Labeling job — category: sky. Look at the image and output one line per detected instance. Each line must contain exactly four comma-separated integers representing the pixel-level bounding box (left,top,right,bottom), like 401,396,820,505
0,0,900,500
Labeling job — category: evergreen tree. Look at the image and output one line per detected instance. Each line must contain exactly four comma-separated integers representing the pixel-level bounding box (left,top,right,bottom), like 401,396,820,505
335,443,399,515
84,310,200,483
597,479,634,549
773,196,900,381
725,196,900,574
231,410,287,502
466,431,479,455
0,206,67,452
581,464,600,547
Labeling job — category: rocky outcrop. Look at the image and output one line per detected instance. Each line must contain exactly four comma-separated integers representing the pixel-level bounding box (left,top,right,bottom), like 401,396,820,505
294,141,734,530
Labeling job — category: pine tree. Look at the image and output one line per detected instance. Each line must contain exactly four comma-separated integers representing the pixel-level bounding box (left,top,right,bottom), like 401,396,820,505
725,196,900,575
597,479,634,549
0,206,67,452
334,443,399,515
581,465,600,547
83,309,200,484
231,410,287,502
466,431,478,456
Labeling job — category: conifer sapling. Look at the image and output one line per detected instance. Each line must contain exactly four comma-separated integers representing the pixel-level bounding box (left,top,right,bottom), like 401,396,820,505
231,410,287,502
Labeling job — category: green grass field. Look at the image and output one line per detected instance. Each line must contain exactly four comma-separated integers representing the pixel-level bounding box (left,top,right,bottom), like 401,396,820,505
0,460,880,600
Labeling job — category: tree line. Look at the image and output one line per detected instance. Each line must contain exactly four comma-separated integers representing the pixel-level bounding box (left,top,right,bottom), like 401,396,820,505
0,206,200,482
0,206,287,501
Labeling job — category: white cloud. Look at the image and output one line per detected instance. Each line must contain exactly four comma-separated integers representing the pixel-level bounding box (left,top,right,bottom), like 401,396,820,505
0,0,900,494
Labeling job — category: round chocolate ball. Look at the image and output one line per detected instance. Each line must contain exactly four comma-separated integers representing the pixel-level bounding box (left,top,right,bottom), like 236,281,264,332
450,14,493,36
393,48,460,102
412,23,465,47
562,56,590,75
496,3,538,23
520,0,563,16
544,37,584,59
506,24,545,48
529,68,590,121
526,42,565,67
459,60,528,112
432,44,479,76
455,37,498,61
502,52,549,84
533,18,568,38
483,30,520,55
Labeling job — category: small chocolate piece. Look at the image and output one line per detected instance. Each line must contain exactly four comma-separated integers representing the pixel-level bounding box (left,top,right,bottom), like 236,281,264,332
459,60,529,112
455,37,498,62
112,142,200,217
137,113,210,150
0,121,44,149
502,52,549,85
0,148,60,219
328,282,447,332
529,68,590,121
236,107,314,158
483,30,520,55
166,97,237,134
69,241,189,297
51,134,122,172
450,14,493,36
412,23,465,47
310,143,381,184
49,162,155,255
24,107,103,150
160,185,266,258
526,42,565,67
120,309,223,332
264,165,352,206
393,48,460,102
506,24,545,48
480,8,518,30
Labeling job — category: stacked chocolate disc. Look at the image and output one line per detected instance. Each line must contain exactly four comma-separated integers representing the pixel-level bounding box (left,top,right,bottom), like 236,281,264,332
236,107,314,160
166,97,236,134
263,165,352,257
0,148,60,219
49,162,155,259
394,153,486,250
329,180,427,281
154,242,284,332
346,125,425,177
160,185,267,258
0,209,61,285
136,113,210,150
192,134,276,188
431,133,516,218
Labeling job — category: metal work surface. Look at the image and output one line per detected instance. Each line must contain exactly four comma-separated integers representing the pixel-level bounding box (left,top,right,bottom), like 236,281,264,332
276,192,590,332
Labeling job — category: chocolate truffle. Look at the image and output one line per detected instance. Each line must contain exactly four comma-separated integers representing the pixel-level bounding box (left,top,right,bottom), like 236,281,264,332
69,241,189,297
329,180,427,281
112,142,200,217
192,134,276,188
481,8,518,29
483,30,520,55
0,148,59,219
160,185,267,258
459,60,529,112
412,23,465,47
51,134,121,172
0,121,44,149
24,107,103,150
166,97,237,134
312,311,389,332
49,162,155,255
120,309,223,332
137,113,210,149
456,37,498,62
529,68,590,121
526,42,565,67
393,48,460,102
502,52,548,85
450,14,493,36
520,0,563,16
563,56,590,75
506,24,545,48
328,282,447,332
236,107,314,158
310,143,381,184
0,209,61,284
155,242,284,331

|---|

Turn every line of the entries above into a Markdown table with two columns, Row and Line text. Number each row and skip any blank lines.

The answer.
| Row | Line text |
|---|---|
| 1 | Labeling job — category: sky. Look at the image and output one line per detected instance. Each line must contain exactly four comma-separated integers representing the pixel-level bounding box (left,top,right,bottom), like 401,396,820,505 |
| 2 | 0,0,900,500 |
| 3 | Labeling job — category: evergreen tree. Look at the image and output one line per detected instance. Each line must contain exactly four comma-separated integers representing the pixel-level bounding box (left,top,right,bottom), like 401,396,820,505 |
| 4 | 335,443,399,515 |
| 5 | 84,310,200,483 |
| 6 | 597,479,634,549 |
| 7 | 773,196,900,381 |
| 8 | 725,196,900,574 |
| 9 | 231,410,287,502 |
| 10 | 466,431,479,455 |
| 11 | 0,206,67,452 |
| 12 | 581,464,600,547 |
| 13 | Labeling job — category: rocky outcrop. Look at the image and output one line per detected instance. Each line must contain exactly four comma-separated integers representing the pixel-level bounding box (left,top,right,bottom), like 401,396,820,505 |
| 14 | 294,141,734,530 |
| 15 | Labeling job — category: pine tree. Look at the image and output one line per detected instance. Each line must contain exactly four comma-separated integers representing the pixel-level bounding box (left,top,right,bottom), like 401,396,820,505 |
| 16 | 725,196,900,575 |
| 17 | 597,479,634,549 |
| 18 | 0,206,67,452 |
| 19 | 334,443,399,515 |
| 20 | 581,465,600,547 |
| 21 | 83,309,200,484 |
| 22 | 231,410,287,502 |
| 23 | 466,431,478,456 |
| 24 | Labeling job — category: conifer sapling. Look at the image and output one line per detected instance. Each line must contain exactly four comma-separated integers representing the pixel-level bounding box (left,top,right,bottom), like 401,396,820,505 |
| 25 | 231,410,287,502 |
| 26 | Labeling job — category: green grass field. Look at the image and output one line per detected instance. Each line must contain exactly four comma-separated integers representing the pixel-level bounding box (left,top,right,bottom), like 401,396,820,505 |
| 27 | 0,460,880,600 |
| 28 | Labeling job — category: tree line. Look at the image and output one line per detected instance. Each line must contain exactly four comma-separated integers representing the pixel-level bounding box (left,top,right,bottom), like 401,396,820,505 |
| 29 | 0,206,200,482 |
| 30 | 0,206,287,501 |
| 31 | Labeling job — category: white cloud. Look at the image and output one line per detected instance. Each line must contain exactly four comma-separated integers representing the pixel-level bounding box (left,top,right,bottom), like 401,396,820,505 |
| 32 | 0,0,900,494 |
| 33 | Labeling job — category: round chocolate ball. Look at the image and output one line per detected instance. Each line must contain exactly four comma-separated integers representing the pixel-level bounding box (left,top,right,bottom), like 236,281,264,332 |
| 34 | 450,14,493,36 |
| 35 | 393,48,460,102 |
| 36 | 412,23,465,47 |
| 37 | 562,56,590,75 |
| 38 | 496,3,538,23 |
| 39 | 520,0,563,16 |
| 40 | 544,37,584,59 |
| 41 | 506,24,545,48 |
| 42 | 529,68,590,121 |
| 43 | 526,42,565,67 |
| 44 | 459,60,528,112 |
| 45 | 432,44,479,76 |
| 46 | 455,37,498,61 |
| 47 | 502,52,549,84 |
| 48 | 533,18,568,38 |
| 49 | 483,30,520,55 |
| 50 | Labeling job — category: small chocolate piece. Look at the image and output one line per detected instance. Each line must contain exactly four comma-separated integers representing the pixel-level bounding box (left,top,right,bottom), like 236,281,264,332 |
| 51 | 459,60,529,112 |
| 52 | 455,37,498,62 |
| 53 | 112,142,200,217 |
| 54 | 137,113,210,150 |
| 55 | 0,121,44,149 |
| 56 | 502,52,549,85 |
| 57 | 0,148,60,219 |
| 58 | 328,282,447,332 |
| 59 | 529,68,590,121 |
| 60 | 236,107,314,158 |
| 61 | 483,30,520,55 |
| 62 | 166,97,237,134 |
| 63 | 69,241,189,297 |
| 64 | 51,134,122,172 |
| 65 | 450,14,493,36 |
| 66 | 412,23,465,47 |
| 67 | 310,143,381,184 |
| 68 | 49,162,155,255 |
| 69 | 24,107,103,150 |
| 70 | 160,185,266,258 |
| 71 | 526,42,565,67 |
| 72 | 120,309,223,332 |
| 73 | 264,165,352,206 |
| 74 | 393,48,460,102 |
| 75 | 506,24,545,48 |
| 76 | 480,8,518,30 |
| 77 | Labeling job — category: stacked chocolate disc. Look at the image and output one line per detected instance. Each line must contain exactly four comma-separated integers representing the pixel-level bounding box (left,top,right,bottom), like 236,281,264,332 |
| 78 | 236,107,314,160 |
| 79 | 166,97,236,134 |
| 80 | 263,165,352,257 |
| 81 | 0,148,60,219 |
| 82 | 49,162,155,259 |
| 83 | 394,153,486,250 |
| 84 | 329,180,427,281 |
| 85 | 154,242,284,332 |
| 86 | 346,125,425,177 |
| 87 | 160,185,267,258 |
| 88 | 0,209,61,285 |
| 89 | 136,113,210,150 |
| 90 | 192,134,276,188 |
| 91 | 431,133,516,218 |
| 92 | Labeling job — category: metal work surface. Look at the image and output one line per detected instance. Each line must contain exactly four comma-separated integers representing the pixel-level bounding box (left,top,right,bottom), like 236,281,264,332 |
| 93 | 276,192,590,332 |
| 94 | Labeling job — category: chocolate truffle. Look at the image and output one line per detected instance. Each line must contain exactly four comma-separated integers representing the pixel-level bounding box (left,top,right,bottom), like 236,281,264,332 |
| 95 | 69,241,189,297 |
| 96 | 329,180,427,281 |
| 97 | 112,142,200,217 |
| 98 | 192,134,276,188 |
| 99 | 481,8,518,29 |
| 100 | 483,30,520,55 |
| 101 | 0,148,59,219 |
| 102 | 160,185,267,258 |
| 103 | 459,60,529,112 |
| 104 | 412,23,465,47 |
| 105 | 51,134,121,172 |
| 106 | 0,121,44,149 |
| 107 | 24,107,103,150 |
| 108 | 166,97,237,134 |
| 109 | 312,311,389,332 |
| 110 | 49,162,155,255 |
| 111 | 120,309,223,332 |
| 112 | 137,113,210,149 |
| 113 | 456,37,498,62 |
| 114 | 529,68,590,121 |
| 115 | 526,42,565,67 |
| 116 | 393,48,460,102 |
| 117 | 502,52,548,85 |
| 118 | 450,14,493,36 |
| 119 | 520,0,563,16 |
| 120 | 563,56,590,75 |
| 121 | 506,24,545,48 |
| 122 | 328,282,447,332 |
| 123 | 236,107,314,158 |
| 124 | 310,143,381,184 |
| 125 | 0,209,61,284 |
| 126 | 155,242,284,331 |